━━━ SUPPLIED RECORDS ━━━
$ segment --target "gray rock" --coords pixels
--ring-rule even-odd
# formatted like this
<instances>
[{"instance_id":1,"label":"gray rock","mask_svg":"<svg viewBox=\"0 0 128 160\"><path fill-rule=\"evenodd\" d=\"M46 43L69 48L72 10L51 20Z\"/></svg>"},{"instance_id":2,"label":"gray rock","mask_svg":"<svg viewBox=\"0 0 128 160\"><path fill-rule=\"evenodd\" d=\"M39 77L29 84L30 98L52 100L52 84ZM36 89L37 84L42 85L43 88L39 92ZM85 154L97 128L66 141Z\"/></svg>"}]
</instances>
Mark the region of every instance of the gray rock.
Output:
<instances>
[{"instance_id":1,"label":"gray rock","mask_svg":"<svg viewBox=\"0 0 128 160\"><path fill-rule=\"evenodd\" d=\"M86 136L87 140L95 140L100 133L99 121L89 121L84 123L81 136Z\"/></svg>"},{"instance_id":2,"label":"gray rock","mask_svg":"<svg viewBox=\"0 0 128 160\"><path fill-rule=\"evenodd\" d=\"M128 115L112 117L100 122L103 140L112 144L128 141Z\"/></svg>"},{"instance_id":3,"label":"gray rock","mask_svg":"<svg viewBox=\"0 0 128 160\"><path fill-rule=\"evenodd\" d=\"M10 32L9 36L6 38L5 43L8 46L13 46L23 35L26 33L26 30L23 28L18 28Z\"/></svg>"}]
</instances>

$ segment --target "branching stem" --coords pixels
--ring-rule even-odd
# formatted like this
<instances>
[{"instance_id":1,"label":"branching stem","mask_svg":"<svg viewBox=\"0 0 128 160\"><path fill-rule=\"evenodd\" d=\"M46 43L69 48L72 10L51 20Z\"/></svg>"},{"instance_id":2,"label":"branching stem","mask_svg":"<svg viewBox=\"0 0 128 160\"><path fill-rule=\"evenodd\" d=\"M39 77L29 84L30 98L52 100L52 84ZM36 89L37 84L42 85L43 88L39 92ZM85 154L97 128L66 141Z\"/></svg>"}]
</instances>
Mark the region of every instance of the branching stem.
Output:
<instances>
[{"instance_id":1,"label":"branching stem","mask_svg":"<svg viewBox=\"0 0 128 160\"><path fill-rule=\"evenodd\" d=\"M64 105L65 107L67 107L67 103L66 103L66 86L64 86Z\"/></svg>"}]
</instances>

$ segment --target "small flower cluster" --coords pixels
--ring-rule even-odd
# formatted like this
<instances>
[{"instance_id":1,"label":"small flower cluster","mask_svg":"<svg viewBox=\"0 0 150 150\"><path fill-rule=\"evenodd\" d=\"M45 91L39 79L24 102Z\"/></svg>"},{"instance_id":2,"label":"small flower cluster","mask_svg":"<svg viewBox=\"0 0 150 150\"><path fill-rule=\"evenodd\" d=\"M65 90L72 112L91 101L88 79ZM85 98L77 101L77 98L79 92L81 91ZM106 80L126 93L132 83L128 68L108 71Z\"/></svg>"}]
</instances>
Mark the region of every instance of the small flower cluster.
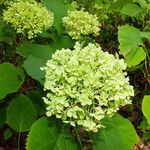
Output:
<instances>
[{"instance_id":1,"label":"small flower cluster","mask_svg":"<svg viewBox=\"0 0 150 150\"><path fill-rule=\"evenodd\" d=\"M100 30L97 16L83 10L69 12L68 16L63 18L63 25L68 34L76 40L80 39L81 36L89 34L97 36Z\"/></svg>"},{"instance_id":2,"label":"small flower cluster","mask_svg":"<svg viewBox=\"0 0 150 150\"><path fill-rule=\"evenodd\" d=\"M28 39L32 39L52 26L54 15L36 1L18 1L10 3L3 13L3 20L10 23L17 33L27 34Z\"/></svg>"},{"instance_id":3,"label":"small flower cluster","mask_svg":"<svg viewBox=\"0 0 150 150\"><path fill-rule=\"evenodd\" d=\"M97 132L101 120L130 104L133 87L126 77L123 59L103 52L95 44L74 50L57 50L45 67L44 97L47 116L55 115L72 126L82 125Z\"/></svg>"}]
</instances>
━━━
● **EXERCISE DIRECTIONS**
Restate each entry word for word, please, but drop any images it holds.

● **RESPONSE**
$ segment --target "gray rock" --coords pixels
--ring-rule even-odd
# formatted like this
<instances>
[{"instance_id":1,"label":"gray rock","mask_svg":"<svg viewBox=\"0 0 128 160\"><path fill-rule=\"evenodd\" d=\"M46 43L69 48L72 10L51 20Z\"/></svg>"},{"instance_id":2,"label":"gray rock","mask_svg":"<svg viewBox=\"0 0 128 160\"><path fill-rule=\"evenodd\" d=\"M39 77L29 84L30 98L52 100L52 84ZM36 89L37 84L42 85L43 88L39 92ZM85 154L97 128L66 141Z\"/></svg>"}]
</instances>
Mark the region of every instance of the gray rock.
Output:
<instances>
[{"instance_id":1,"label":"gray rock","mask_svg":"<svg viewBox=\"0 0 128 160\"><path fill-rule=\"evenodd\" d=\"M86 136L87 140L95 140L100 133L99 121L89 121L84 123L81 136Z\"/></svg>"},{"instance_id":2,"label":"gray rock","mask_svg":"<svg viewBox=\"0 0 128 160\"><path fill-rule=\"evenodd\" d=\"M128 115L112 117L100 122L103 140L112 144L128 141Z\"/></svg>"},{"instance_id":3,"label":"gray rock","mask_svg":"<svg viewBox=\"0 0 128 160\"><path fill-rule=\"evenodd\" d=\"M10 32L9 36L6 38L5 43L8 46L13 46L23 35L26 33L26 30L23 28L18 28Z\"/></svg>"}]
</instances>

$ segment --target "branching stem" --coords pixels
--ring-rule even-odd
# formatted like this
<instances>
[{"instance_id":1,"label":"branching stem","mask_svg":"<svg viewBox=\"0 0 128 160\"><path fill-rule=\"evenodd\" d=\"M46 43L69 48L72 10L51 20Z\"/></svg>"},{"instance_id":2,"label":"branching stem","mask_svg":"<svg viewBox=\"0 0 128 160\"><path fill-rule=\"evenodd\" d=\"M39 77L29 84L30 98L52 100L52 84ZM36 89L37 84L42 85L43 88L39 92ZM85 154L97 128L66 141Z\"/></svg>"}]
</instances>
Mark the region of every instance of the branching stem.
Output:
<instances>
[{"instance_id":1,"label":"branching stem","mask_svg":"<svg viewBox=\"0 0 128 160\"><path fill-rule=\"evenodd\" d=\"M64 105L65 107L67 107L67 103L66 103L66 86L64 86Z\"/></svg>"}]
</instances>

$ segment --target "small flower cluster" --coords pixels
--ring-rule even-odd
# formatted like this
<instances>
[{"instance_id":1,"label":"small flower cluster","mask_svg":"<svg viewBox=\"0 0 150 150\"><path fill-rule=\"evenodd\" d=\"M45 91L39 79L24 102Z\"/></svg>"},{"instance_id":2,"label":"small flower cluster","mask_svg":"<svg viewBox=\"0 0 150 150\"><path fill-rule=\"evenodd\" d=\"M65 90L72 112L91 101L88 79ZM85 98L77 101L77 98L79 92L81 91ZM106 80L126 93L132 83L128 68L108 71Z\"/></svg>"}]
</instances>
Mark the region of every instance of the small flower cluster.
Output:
<instances>
[{"instance_id":1,"label":"small flower cluster","mask_svg":"<svg viewBox=\"0 0 150 150\"><path fill-rule=\"evenodd\" d=\"M100 30L97 16L83 10L69 12L68 16L63 18L63 25L68 34L76 40L80 39L81 36L89 34L97 36Z\"/></svg>"},{"instance_id":2,"label":"small flower cluster","mask_svg":"<svg viewBox=\"0 0 150 150\"><path fill-rule=\"evenodd\" d=\"M28 39L32 39L52 26L54 15L36 1L18 1L10 3L3 13L3 20L10 23L17 33L27 34Z\"/></svg>"},{"instance_id":3,"label":"small flower cluster","mask_svg":"<svg viewBox=\"0 0 150 150\"><path fill-rule=\"evenodd\" d=\"M97 132L101 120L130 104L133 87L126 77L123 59L103 52L95 44L74 50L57 50L45 67L44 97L47 116L55 115L72 126L82 125Z\"/></svg>"}]
</instances>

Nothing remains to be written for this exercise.